ODYSSÉE D'HAKIM (L')
De la Syrie à la Turquie

C’est en regardant le journal télévisé que tout commence pour Fabien Toulmé.

Le 24 mars 2015, la quasi totalité des émissions est consacrée au crash de l’avion de la Germanwings, précipité par son pilote dépressif contre une montagne, faisant 150 morts. Comme tout un chacun, Fabien Toulmé ressent une compassion immense pour les victimes et leurs proches.

En fin de journal, il est néanmoins frappé par un autre fait. Le présentateur annonce, de façon lapidaire, qu’un nouveau drame de l’immigration s’est produit en Méditerranée. 400 migrants sont morts noyés. Pas de reportage, pas d’autre information.

Deux choses interpellent l’auteur. D’abord, la froideur des chiffres. Ensuite, à sa grande honte, il voit bien qu’il n’éprouve pas la même compassion pour ces 400 victimes.

__Matériau__
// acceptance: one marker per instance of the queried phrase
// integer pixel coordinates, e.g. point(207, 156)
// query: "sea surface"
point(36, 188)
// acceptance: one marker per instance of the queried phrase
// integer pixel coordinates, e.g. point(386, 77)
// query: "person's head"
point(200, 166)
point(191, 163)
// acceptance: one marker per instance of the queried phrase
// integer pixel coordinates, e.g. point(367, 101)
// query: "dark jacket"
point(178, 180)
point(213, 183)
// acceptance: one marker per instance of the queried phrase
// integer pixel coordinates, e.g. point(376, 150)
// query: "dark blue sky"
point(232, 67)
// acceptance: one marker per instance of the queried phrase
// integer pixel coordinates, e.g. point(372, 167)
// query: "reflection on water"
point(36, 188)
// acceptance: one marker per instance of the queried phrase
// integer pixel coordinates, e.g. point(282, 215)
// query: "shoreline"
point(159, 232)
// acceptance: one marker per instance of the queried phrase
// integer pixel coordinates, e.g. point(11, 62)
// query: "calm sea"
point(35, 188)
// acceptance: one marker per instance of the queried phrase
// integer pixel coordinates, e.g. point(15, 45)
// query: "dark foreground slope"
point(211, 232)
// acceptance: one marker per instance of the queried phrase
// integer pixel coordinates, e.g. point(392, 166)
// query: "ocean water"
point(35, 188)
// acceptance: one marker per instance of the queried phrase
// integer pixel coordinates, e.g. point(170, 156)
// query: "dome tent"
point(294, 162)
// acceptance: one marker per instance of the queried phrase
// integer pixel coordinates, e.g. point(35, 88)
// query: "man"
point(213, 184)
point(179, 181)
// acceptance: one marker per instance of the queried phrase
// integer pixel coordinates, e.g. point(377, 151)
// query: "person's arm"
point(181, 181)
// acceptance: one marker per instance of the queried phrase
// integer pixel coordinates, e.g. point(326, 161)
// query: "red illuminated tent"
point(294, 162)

__Tâche courte 1__
Recopiez fidèlement le passage de l'extrait de texte allant de « Deux choses interpellent » jusqu'à « ces 400 victimes. ».
__Tâche courte 2__
Répondez à ces questions en vous appuyant sur l'extrait de texte :
(a) À quelle date les émissions sont-elles presque toutes consacrées au crash de l'avion de la Germanwings ?
(b) Combien de morts ce crash a-t-il faits ?
(c) Selon le présentateur, combien de migrants sont morts noyés en Méditerranée ?
__Tâche courte 3__
Relevez tous les nombres distincts écrits en chiffres dans l'extrait de texte, chacun une seule fois.

__Résultat de l'exercice 1__
Deux choses interpellent l’auteur. D’abord, la froideur des chiffres. Ensuite, à sa grande honte, il voit bien qu’il n’éprouve pas la même compassion pour ces 400 victimes.

__Résultat de l'exercice 2__
(a) Le 24 mars 2015.
(b) 150 morts.
(c) 400 migrants.

__Résultat de l'exercice 3__
24, 2015, 150, 400